**Document excerpt:**
--- --- ---

Edward Russell (born 7 September 1989) is an English-Singaporean television presenter, host, and actor. He is a permanent presenter on Fox Sports Asia, anchoring Fox Sports Central Asia, and helming their MotoGP coverage and Friday Night Football. He was currently served as the radio DJ for Class 95 during the afternoon slot.

Early life 

After attending The Perse School in Cambridge, Edward completed his secondary studies at Hale School and then attended The University of Western Australia, where he graduated with a Bachelor of Arts, a Bachelor of Commerce, and a Post Graduate English Degree with First Class Honours

Career

Television 

In 2014, Edward made his acting debut in Spouse for House on Mediacorp Channel 5 playing the role of Sam.
In the same year, he also played the role of Josh in Kosmopolitan on Mediacorp Suria.

Edward is best known as a presenter on Fox Sports Asia, where he helms their live coverage of the MotoGP World Championship, alongside pundit Matteo Guerinoni.

--- --- ---

**Data section:**
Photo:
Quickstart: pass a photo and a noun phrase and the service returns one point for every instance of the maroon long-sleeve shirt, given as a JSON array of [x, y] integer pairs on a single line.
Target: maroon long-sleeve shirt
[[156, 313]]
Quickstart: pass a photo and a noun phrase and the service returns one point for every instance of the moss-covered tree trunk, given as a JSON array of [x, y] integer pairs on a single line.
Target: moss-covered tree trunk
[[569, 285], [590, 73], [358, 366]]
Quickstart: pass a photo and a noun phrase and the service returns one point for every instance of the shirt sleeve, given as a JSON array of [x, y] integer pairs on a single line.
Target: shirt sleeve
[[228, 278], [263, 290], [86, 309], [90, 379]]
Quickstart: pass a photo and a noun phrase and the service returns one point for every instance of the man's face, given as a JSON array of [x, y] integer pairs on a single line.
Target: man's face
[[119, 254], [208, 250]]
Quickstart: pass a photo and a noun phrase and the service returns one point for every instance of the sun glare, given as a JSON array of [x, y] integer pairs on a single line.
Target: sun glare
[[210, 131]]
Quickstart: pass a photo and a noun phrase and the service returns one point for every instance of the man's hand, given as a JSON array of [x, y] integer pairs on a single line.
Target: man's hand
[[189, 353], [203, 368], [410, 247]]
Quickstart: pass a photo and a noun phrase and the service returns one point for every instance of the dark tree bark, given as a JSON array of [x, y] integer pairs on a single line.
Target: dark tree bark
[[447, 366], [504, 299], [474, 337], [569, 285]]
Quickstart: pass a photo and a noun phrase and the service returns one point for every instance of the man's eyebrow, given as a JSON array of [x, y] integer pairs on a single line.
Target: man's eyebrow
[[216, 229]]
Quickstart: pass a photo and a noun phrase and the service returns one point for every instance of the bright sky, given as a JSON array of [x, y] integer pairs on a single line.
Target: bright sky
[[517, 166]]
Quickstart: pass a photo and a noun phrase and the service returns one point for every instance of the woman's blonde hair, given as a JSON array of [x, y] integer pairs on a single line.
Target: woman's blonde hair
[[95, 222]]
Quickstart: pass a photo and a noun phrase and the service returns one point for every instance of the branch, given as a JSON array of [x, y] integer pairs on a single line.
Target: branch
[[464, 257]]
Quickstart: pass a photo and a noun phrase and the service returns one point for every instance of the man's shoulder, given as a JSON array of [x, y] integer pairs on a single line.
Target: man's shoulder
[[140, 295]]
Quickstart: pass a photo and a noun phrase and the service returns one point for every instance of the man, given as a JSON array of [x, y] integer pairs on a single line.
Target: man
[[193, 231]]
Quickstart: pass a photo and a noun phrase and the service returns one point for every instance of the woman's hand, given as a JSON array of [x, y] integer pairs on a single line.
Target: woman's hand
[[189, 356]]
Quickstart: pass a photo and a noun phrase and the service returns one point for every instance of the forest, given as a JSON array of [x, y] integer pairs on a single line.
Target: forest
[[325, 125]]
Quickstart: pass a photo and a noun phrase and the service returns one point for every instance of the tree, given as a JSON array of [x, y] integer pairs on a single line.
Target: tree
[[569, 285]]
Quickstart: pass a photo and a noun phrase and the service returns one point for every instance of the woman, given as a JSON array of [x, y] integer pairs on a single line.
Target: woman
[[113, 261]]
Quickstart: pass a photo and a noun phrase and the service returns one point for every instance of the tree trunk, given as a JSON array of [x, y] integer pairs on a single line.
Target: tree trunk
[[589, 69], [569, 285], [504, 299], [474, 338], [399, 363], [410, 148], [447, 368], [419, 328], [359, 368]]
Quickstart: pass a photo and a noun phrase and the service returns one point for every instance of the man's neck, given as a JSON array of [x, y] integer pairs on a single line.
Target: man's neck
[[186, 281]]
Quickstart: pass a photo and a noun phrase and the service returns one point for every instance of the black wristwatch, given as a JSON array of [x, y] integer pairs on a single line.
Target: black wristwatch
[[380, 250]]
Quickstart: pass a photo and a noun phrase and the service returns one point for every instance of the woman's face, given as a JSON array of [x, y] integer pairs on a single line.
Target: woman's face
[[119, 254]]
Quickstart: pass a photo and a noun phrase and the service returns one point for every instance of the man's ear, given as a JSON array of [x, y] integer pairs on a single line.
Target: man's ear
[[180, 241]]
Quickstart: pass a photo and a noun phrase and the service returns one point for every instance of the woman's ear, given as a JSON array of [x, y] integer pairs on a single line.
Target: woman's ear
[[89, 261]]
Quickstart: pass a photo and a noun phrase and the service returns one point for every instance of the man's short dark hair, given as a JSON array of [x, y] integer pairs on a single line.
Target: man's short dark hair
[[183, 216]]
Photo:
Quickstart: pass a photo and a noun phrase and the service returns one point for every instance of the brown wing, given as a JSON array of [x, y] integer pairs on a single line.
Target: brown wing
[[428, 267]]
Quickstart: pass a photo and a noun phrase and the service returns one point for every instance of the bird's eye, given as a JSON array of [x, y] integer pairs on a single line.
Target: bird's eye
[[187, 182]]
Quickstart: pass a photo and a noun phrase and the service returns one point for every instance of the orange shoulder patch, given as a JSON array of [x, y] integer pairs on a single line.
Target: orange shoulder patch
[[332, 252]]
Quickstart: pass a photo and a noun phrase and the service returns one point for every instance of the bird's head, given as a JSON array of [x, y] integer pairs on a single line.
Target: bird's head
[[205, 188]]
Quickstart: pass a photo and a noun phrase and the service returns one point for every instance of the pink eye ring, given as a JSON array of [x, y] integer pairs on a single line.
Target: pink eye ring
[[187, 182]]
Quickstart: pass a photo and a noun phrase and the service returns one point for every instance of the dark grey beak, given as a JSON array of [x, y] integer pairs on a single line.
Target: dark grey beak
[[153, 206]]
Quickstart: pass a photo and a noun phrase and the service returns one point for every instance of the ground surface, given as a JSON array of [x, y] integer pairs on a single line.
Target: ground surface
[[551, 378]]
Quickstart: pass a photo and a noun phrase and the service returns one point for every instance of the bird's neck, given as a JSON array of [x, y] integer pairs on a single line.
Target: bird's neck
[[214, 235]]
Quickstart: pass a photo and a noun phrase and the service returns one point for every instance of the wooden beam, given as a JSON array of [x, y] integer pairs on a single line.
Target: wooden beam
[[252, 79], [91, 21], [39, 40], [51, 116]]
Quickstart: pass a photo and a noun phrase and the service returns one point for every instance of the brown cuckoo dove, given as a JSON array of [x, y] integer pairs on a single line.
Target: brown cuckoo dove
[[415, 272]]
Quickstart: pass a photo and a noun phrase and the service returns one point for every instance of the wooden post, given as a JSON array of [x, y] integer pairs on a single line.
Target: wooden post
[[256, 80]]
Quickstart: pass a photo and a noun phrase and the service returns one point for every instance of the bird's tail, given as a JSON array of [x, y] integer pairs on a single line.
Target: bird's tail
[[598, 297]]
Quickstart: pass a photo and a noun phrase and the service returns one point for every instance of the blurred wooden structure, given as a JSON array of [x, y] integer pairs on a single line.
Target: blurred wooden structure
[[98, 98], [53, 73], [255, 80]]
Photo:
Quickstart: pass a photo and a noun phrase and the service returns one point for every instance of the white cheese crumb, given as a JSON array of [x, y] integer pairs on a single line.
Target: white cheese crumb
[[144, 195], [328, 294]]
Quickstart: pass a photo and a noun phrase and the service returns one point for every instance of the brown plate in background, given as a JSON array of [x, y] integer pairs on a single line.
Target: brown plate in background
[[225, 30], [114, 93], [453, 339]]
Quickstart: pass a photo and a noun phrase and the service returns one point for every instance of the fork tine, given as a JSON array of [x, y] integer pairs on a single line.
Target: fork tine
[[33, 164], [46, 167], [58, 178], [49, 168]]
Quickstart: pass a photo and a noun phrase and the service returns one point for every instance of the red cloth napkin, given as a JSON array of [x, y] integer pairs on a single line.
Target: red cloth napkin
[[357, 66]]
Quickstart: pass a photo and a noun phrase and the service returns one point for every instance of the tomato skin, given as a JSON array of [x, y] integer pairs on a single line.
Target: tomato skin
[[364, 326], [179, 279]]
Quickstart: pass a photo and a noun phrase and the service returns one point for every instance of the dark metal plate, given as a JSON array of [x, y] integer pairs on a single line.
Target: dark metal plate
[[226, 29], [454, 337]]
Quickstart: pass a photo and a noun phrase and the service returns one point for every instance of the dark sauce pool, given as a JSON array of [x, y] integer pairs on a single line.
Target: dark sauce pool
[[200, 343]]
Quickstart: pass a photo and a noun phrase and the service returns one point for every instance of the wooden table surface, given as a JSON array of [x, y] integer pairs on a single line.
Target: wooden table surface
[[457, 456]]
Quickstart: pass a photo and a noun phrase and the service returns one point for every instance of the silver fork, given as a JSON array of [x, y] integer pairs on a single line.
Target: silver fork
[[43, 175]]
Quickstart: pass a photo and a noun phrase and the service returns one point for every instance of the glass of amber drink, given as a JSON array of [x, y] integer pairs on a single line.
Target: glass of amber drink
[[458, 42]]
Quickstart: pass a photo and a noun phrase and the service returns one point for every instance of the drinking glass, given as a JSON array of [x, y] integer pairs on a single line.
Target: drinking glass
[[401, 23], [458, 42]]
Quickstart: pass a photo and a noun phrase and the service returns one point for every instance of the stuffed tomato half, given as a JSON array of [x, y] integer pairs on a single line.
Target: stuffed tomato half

--- --- ---

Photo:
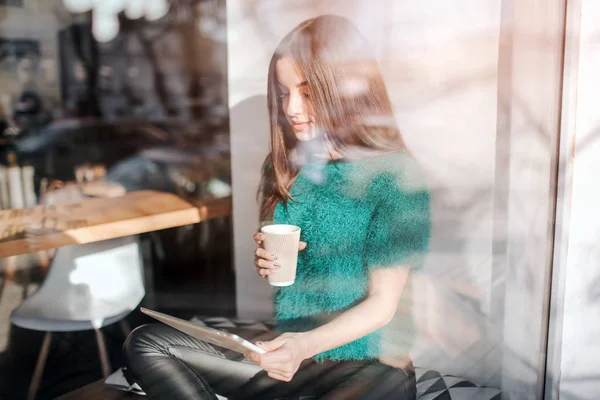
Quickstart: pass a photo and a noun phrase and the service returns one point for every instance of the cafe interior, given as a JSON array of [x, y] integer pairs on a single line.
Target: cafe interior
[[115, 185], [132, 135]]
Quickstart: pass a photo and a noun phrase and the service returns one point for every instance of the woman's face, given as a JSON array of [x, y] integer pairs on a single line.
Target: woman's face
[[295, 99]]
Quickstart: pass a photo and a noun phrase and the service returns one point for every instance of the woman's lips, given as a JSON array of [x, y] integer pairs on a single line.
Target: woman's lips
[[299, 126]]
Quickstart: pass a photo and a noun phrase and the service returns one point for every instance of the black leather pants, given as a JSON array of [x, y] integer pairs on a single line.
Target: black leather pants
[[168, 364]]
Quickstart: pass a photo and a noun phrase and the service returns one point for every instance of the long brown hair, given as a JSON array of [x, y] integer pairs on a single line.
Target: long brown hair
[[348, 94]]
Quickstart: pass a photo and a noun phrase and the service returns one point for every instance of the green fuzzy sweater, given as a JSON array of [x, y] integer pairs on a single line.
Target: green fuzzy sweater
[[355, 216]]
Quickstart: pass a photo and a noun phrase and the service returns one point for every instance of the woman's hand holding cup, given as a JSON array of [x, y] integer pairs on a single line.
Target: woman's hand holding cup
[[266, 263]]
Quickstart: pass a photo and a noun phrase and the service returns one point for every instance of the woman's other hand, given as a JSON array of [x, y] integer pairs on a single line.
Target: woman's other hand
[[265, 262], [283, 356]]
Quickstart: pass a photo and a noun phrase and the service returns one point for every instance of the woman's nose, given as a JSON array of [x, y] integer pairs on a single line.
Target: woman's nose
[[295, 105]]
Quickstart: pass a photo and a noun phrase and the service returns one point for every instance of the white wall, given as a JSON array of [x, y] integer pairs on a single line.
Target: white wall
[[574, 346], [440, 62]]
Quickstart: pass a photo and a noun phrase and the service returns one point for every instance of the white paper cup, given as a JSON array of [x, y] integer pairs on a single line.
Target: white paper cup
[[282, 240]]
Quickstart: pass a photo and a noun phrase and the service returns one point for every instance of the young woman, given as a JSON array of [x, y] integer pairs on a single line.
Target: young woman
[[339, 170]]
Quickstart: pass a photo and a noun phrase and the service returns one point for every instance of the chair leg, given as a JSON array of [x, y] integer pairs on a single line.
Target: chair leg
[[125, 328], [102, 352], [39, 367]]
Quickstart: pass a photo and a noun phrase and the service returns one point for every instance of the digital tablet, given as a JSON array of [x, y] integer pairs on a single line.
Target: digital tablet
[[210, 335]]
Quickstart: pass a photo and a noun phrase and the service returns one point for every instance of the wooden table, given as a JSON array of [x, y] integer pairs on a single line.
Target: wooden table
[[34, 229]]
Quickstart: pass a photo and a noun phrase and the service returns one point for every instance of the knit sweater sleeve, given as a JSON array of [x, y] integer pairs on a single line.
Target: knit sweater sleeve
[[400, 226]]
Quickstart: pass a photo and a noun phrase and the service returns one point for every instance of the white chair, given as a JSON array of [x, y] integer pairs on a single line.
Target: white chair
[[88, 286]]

--- --- ---

**Set tasks:**
1: Answer these questions from the Edward Russell biography:
(a) Which school did he attend in Cambridge?
(b) What role did he play in Spouse for House?
(c) Which pundit joins him on the MotoGP coverage?
2: Quote the Edward Russell biography word for word, covering the stretch from "After attending The" through "role of Sam.".
Answer using only the Edward Russell biography, not the material.

**Final results:**
1:
(a) The Perse School
(b) Sam
(c) Matteo Guerinoni

2:
After attending The Perse School in Cambridge, Edward completed his secondary studies at Hale School and then attended The University of Western Australia, where he graduated with a Bachelor of Arts, a Bachelor of Commerce, and a Post Graduate English Degree with First Class Honours

Career

Television 

In 2014, Edward made his acting debut in Spouse for House on Mediacorp Channel 5 playing the role of Sam.